Without skipping anything, write out each record below exactly.

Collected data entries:
········

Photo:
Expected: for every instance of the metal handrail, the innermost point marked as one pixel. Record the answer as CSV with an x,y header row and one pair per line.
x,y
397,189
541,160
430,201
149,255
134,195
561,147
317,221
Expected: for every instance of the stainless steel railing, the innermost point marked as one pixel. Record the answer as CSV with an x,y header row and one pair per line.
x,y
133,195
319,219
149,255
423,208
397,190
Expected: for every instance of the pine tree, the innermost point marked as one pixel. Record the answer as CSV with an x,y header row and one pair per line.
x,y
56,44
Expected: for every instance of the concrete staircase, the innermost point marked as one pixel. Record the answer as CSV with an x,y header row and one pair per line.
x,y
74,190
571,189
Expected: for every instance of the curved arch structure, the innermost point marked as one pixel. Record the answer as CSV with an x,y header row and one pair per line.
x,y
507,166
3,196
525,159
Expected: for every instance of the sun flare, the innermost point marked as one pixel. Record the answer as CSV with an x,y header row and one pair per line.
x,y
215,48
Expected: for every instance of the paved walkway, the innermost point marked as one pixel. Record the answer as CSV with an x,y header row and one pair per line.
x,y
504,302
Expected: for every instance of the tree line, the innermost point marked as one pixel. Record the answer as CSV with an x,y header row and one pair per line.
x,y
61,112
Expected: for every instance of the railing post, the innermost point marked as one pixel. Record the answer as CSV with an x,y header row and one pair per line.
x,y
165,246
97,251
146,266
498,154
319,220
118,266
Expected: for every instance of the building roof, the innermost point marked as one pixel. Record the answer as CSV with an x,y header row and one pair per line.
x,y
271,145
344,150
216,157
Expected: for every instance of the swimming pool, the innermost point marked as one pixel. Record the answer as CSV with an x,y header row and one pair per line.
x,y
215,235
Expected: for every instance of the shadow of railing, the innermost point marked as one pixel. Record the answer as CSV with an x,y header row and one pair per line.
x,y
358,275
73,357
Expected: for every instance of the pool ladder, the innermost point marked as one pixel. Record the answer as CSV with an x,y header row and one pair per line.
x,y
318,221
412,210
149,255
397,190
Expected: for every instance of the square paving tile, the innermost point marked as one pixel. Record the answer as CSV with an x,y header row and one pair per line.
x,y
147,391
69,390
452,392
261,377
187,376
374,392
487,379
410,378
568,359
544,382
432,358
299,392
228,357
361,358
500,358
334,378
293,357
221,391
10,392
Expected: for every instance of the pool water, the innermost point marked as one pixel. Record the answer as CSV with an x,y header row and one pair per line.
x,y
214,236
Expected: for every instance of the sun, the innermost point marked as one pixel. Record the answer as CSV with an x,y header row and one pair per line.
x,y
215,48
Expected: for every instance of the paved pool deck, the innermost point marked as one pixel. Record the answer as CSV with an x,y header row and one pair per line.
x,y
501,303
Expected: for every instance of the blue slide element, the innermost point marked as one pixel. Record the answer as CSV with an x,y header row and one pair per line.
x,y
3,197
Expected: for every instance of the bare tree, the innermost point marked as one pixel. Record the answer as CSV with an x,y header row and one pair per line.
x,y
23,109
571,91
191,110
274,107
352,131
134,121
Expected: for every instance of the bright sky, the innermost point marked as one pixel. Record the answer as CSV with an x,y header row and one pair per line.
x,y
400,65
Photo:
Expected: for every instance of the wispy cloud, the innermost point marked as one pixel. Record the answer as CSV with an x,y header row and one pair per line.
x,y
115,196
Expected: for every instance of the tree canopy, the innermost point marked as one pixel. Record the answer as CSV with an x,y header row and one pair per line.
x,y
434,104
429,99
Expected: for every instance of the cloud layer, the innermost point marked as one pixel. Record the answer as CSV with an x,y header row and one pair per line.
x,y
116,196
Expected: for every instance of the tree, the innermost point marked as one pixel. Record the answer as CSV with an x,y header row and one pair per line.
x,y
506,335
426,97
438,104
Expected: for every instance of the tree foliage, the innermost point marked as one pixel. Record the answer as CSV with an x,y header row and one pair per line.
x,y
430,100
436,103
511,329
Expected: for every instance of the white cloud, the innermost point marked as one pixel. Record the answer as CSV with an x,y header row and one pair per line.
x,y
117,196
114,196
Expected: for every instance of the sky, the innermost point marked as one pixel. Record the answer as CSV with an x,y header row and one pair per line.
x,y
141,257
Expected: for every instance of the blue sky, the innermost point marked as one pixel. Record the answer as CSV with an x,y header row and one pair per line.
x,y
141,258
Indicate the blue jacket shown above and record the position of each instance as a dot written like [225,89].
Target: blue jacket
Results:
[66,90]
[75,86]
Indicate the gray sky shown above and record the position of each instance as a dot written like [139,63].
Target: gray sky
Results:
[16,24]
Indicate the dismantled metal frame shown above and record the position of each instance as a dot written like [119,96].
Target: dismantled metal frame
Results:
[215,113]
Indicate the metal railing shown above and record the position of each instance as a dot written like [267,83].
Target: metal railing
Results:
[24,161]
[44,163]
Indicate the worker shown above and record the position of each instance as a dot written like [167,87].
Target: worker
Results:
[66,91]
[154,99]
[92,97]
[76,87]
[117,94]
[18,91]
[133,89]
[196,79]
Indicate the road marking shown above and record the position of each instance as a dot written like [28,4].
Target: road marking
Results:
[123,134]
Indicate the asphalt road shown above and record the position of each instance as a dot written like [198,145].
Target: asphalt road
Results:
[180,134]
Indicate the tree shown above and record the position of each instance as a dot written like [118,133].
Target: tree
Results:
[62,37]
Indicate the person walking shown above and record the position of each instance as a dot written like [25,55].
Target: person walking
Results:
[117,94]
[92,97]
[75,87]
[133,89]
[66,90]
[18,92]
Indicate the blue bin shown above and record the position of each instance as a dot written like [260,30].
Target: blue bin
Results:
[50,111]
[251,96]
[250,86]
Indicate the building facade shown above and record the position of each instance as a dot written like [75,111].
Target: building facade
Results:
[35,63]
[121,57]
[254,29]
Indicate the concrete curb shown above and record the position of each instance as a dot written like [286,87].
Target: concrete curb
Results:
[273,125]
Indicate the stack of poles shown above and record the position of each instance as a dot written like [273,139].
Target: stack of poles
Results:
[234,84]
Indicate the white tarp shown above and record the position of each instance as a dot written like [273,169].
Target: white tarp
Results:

········

YOUR SOLUTION
Photo:
Expected: for every instance of the metal handrail, the innermost point marked as one pixel. Record the answer as CSV with an x,y header row and one pair per line.
x,y
397,189
541,160
430,201
149,255
134,195
561,147
317,221
Expected: for every instance of the stainless steel railing, the innermost point marked as one pixel. Record the answer as CSV with an x,y header row and one pair per line.
x,y
133,195
319,219
149,255
423,208
397,190
Expected: for every instance of the pine tree, the innermost point marked as one pixel. Record the answer as CSV with an x,y header row and one pair per line.
x,y
56,44
Expected: for every instance of the concrete staircase, the innermost point marked as one pixel. Record the answer as CSV with an x,y header row and one pair per line.
x,y
74,190
571,189
Expected: for every instance of the curved arch structure, the innermost point marked as one pixel. Record the answer as CSV with an x,y header row and one pair per line.
x,y
507,166
3,196
525,159
Expected: for every instance of the sun flare, the innermost point marked as one pixel. Record the answer as CSV with an x,y header row and one pair per line.
x,y
215,48
Expected: for every instance of the paved walkway, the innermost point marked as one pixel. Record the answer as CSV with an x,y header row and one pair per line.
x,y
504,302
Expected: for every instance of the tree line, the innermost point marked as one pixel. Record the answer as CSV with an x,y header row and one pair per line.
x,y
61,112
Expected: for every instance of the railing post, the innermost point marked as one pixel. Record the answer as CSV with an x,y header row and one pair per line.
x,y
165,246
97,251
146,266
498,154
319,220
118,266
Expected: for every instance of the building roof, the innermost point marked as one pixel. Record the answer as CSV with an x,y header row and one pair per line.
x,y
271,145
344,150
216,157
Expected: for every instance of the swimming pool, the innermost point marked as one pixel. Record the answer as CSV with an x,y header row and one pair per line.
x,y
215,235
Expected: for every instance of the shadow of railing, the innermost point marked as one pixel. Record the answer as CSV with an x,y header row and one pair per line.
x,y
358,275
73,357
Expected: for every instance of the pool ladder, the innermost point marked as one pixel. Record the answer as CSV with an x,y header row and one pair per line.
x,y
318,221
412,210
149,255
397,190
Expected: for every instance of the square paving tile, the innermost point marked as one pixel. Record the answer as CSV with an x,y header row and one pair per line.
x,y
147,391
69,390
452,392
261,377
187,376
374,392
487,379
410,378
568,359
544,382
432,358
299,392
228,357
361,358
500,358
334,378
293,357
221,391
10,392
Expected: for every instance of the pool water, the innermost point marked as one pixel. Record the answer as CSV with an x,y header row and one pair per line.
x,y
214,236
Expected: for every instance of the sun, the innermost point marked as one pixel. Record the answer as CSV with an x,y header row and one pair per line.
x,y
215,48
Expected: for every instance of the paved pool deck, the innermost point marked as one pixel. Record the answer as CSV with an x,y header row and one pair per line.
x,y
501,303
Expected: for every instance of the blue slide element, the innermost point marked as one pixel. Record the answer as CSV with an x,y header row and one pair per line.
x,y
3,197
Expected: for every instance of the bare tree, the innermost point marked as one pixel. Record the answer as CSV with an x,y header row and one pair per line.
x,y
23,109
571,91
191,110
274,107
352,131
134,121
Expected: for every instance of the bright sky, the innermost point marked as one pixel. Record the answer as CSV with an x,y header row and one pair per line.
x,y
400,65
Photo:
Expected: for every instance of the wispy cloud, the innermost point marked as one pixel. Record the answer as CSV with an x,y header row and one pair per line.
x,y
115,196
Expected: for every instance of the tree canopy, the innermost point marked as one pixel. Record the answer as CSV with an x,y header row and one pair per line.
x,y
434,104
429,99
Expected: for every instance of the cloud layer, the innermost point marked as one pixel. Record the answer as CSV with an x,y header row and one pair per line.
x,y
116,196
Expected: for every instance of the tree, the innermost point marked as one pixel. Record the answer as CSV with an x,y header row and one pair per line.
x,y
506,335
426,97
438,104
Expected: for every instance of the tree foliage, the innermost point marked as one pixel. Record the answer as CSV with an x,y header row and one pair per line.
x,y
430,100
436,103
511,329
Expected: for every instance of the white cloud, the innermost point marked as one pixel. Record the answer as CSV with an x,y header row and one pair per line.
x,y
117,196
114,196
Expected: for every instance of the sky, the innermost point marked as one pixel. Record the answer as CSV with an x,y header row and one pair per line.
x,y
141,257
Expected: for every instance of the blue sky, the innermost point marked as one pixel. Record the answer as CSV with an x,y header row and one pair per line.
x,y
141,258
Indicate the blue jacket shown above and record the position of each instance as a dot written like [225,89].
Target: blue jacket
Results:
[66,90]
[75,86]
Indicate the gray sky shown above and record the position of each instance as a dot written like [139,63].
Target: gray sky
Results:
[16,24]
Indicate the dismantled metal frame shown above and record the position of each instance as a dot written like [119,96].
Target: dismantled metal frame
Results:
[215,113]
Indicate the metal railing shown above and record the position of each instance as a dot written like [267,83].
Target: metal railing
Results:
[24,161]
[44,163]
Indicate the worker shown above and record the position of each instance as a dot written like [167,87].
Target: worker
Results:
[66,91]
[154,99]
[92,97]
[76,87]
[117,94]
[18,91]
[133,89]
[196,79]
Indicate the road marking shown above and record the position of each instance as a dot written like [28,4].
Target: road marking
Results:
[123,134]
Indicate the asphalt road shown above and record the position of each instance as a dot written like [198,145].
Target: asphalt road
Results:
[180,134]
Indicate the tree shown above and record the position of each instance as a dot written like [118,133].
Target: tree
Results:
[62,37]
Indicate the person walking shown above and record the position of each instance as a dot written like [25,55].
Target: person walking
Results:
[117,94]
[92,97]
[75,87]
[133,89]
[66,90]
[18,92]
Indicate the blue bin shown above and record the position of each instance as a dot written like [260,30].
Target: blue bin
Results:
[50,111]
[251,96]
[250,86]
Indicate the building facade shown above and record the position of each instance as a dot written like [75,111].
Target: building facade
Results:
[35,63]
[121,57]
[254,29]
Indicate the concrete curb shown above and record the position of each instance as a dot written like [286,87].
Target: concrete curb
Results:
[273,125]
Indicate the stack of poles shown above and record the position of each instance as a dot written like [273,139].
Target: stack of poles
Results:
[234,84]
Indicate the white tarp shown above and record the position of each instance as a dot written like [273,169].
Target: white tarp
Results:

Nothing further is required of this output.